About this exercise |
In the entries below, every line that contains "excavated" must be located and copied.

Natural-language object grounding data:
Start of Block

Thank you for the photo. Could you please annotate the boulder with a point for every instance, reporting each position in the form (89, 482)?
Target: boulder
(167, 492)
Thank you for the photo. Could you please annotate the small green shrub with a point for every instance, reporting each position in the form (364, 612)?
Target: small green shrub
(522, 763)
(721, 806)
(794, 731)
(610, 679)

End of Block
Start of Block

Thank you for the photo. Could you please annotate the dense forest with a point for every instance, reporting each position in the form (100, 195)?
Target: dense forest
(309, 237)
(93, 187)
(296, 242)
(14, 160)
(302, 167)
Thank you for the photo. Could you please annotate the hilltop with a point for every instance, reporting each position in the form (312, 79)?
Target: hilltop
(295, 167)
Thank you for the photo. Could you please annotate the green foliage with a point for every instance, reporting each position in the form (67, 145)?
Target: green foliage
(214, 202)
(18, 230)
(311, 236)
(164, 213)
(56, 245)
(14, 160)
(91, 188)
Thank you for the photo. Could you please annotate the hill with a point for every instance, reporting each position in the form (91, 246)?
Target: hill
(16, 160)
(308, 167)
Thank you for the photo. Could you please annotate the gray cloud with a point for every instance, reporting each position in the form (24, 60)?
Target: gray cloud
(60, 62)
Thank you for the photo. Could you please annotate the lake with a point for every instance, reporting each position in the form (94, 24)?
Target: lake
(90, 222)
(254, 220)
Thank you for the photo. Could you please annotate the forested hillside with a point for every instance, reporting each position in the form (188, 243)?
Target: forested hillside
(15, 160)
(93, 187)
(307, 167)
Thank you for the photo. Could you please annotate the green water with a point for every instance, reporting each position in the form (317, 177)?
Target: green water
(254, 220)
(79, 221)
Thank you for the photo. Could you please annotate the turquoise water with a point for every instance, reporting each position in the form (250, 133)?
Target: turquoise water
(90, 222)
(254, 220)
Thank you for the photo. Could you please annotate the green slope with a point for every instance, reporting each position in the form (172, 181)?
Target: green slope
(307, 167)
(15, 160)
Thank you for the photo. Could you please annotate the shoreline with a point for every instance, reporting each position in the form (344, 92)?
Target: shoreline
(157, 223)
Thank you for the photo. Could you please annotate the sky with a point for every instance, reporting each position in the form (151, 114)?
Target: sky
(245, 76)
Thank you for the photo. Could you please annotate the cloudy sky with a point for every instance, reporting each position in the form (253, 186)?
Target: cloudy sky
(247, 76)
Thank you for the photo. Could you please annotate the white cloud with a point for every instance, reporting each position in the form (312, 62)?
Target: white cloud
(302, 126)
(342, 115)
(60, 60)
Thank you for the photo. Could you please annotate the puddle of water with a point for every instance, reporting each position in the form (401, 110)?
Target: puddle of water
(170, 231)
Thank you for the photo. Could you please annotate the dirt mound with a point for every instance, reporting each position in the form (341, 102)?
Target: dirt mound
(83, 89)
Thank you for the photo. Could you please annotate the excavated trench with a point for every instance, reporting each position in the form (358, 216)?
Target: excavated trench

End of Block

Final answer |
Thank you for the photo. Could you please annotate the excavated trench with a point for every instance, reporting each position in the form (358, 216)?
Target: excavated trench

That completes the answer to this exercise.